╭─ Selected excerpt
But Stephen had other things on his mind, and he made few suggestions beyond bowdlerizations. He asked Hardy not to describe Ethelberta’s poems as ‘amorous’ and fussed, ‘I may be over particular, but I don’t quite like the suggestion of the very close embrace in the London churchyard,’ where she is kissed by one of her admirers on a visit to Milton’s tomb.24 The two men met and talked in March 1875 but not about Hardy’s intentions for his new book. Stephen wrote to him inviting him to call alone, as late as he liked in the evening, without giving a reason.
I went, and found him alone, wandering up and down his library in slippers; his tall thin figure wrapt in a heath-coloured dressing-gown. After a few remarks on our magazine arrangements, he said he wanted me to witness his signature to what, for a moment, I thought was his will; but it turned out to be a deed renunciatory of holy orders, under the Act of 1870. He said grimly that he was really a reverend gentleman still, little as he might look it, and that he thought it as well to cut himself adrift of a calling for which, to say the least, he had always been utterly unfit. The deed was executed with due formality. Our conversation then turned upon theologies decayed and defunct, the origin of things, the constitution of matter, the unreality of time and kindred subjects.25
Hardy could only be flattered that Stephen should make a request so personal, trusting and friendly.
The Hardys stayed in London until July, and the two men exchanged further letters. There was, however, no invitation to them as a couple. Minny, as we have seen, did not like Hardy, and that was a good enough reason. She was also experiencing a difficult pregnancy, and Stephen took her to Switzerland in the summer. So there is no knowing what Minny would have made of Emma, whose inconsequentiality and chatter was faintly in the style of her sister Anny. In November, almost without warning, Minny died of convulsions brought on by her pregnancy. Stephen was broken with grief. Her death came on his birthday, and he never celebrated the day again. It was a ceremonious gesture of a kind Hardy understood and observed himself in the same spirit later in his own life, feeling the need to give love and death and sorrow their due.
╰─
╭─ Extracted material
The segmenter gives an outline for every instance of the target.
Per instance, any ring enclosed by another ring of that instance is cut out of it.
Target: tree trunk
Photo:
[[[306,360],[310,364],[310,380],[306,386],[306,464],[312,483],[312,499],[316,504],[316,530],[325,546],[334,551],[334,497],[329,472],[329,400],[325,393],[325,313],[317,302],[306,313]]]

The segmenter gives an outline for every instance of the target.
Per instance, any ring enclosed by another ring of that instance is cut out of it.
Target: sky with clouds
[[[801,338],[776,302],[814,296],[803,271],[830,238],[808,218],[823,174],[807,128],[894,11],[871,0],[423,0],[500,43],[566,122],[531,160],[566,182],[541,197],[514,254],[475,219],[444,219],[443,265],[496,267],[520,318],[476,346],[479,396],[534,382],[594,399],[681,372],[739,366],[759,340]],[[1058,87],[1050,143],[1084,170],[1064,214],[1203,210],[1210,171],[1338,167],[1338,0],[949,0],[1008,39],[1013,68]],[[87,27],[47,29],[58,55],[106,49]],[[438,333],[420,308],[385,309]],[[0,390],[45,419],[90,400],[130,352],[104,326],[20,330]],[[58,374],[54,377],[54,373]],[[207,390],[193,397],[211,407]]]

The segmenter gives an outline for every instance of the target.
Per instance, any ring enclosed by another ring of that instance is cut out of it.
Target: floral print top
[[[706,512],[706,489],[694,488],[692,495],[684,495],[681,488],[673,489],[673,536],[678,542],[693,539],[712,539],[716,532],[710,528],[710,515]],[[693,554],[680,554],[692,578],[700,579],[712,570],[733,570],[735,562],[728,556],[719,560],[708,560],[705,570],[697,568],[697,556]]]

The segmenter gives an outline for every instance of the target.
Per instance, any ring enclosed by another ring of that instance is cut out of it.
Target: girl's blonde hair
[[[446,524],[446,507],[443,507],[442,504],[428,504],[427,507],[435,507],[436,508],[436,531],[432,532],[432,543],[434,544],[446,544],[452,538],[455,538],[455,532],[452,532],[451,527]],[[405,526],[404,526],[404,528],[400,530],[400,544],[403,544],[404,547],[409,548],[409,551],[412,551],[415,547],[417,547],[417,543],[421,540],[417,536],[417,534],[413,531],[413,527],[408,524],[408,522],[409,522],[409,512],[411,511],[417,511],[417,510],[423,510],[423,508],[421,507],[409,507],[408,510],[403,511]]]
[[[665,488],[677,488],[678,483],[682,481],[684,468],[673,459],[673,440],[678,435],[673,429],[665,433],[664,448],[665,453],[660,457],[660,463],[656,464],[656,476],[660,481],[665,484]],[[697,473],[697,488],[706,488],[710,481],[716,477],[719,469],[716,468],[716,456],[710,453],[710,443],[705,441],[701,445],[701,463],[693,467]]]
╰─
■ **Things to do**
**a.** From the excerpt on Hardy and Stephen, print the passage from "I went, and" up to and including "trusting and friendly.".
**b.** Answer these from the excerpt on Hardy and Stephen:
(i) In what month and year did the two men meet and talk?
(ii) What document did Stephen ask Hardy to witness his signature to?
(iii) Where did Stephen take Minny in the summer?

■ **Solutions to the exercise**
**a.**
I went, and found him alone, wandering up and down his library in slippers; his tall thin figure wrapt in a heath-coloured dressing-gown. After a few remarks on our magazine arrangements, he said he wanted me to witness his signature to what, for a moment, I thought was his will; but it turned out to be a deed renunciatory of holy orders, under the Act of 1870. He said grimly that he was really a reverend gentleman still, little as he might look it, and that he thought it as well to cut himself adrift of a calling for which, to say the least, he had always been utterly unfit. The deed was executed with due formality. Our conversation then turned upon theologies decayed and defunct, the origin of things, the constitution of matter, the unreality of time and kindred subjects.25
Hardy could only be flattered that Stephen should make a request so personal, trusting and friendly.

**b.**
(i) March 1875
(ii) A deed renunciatory of holy orders, under the Act of 1870
(iii) Switzerland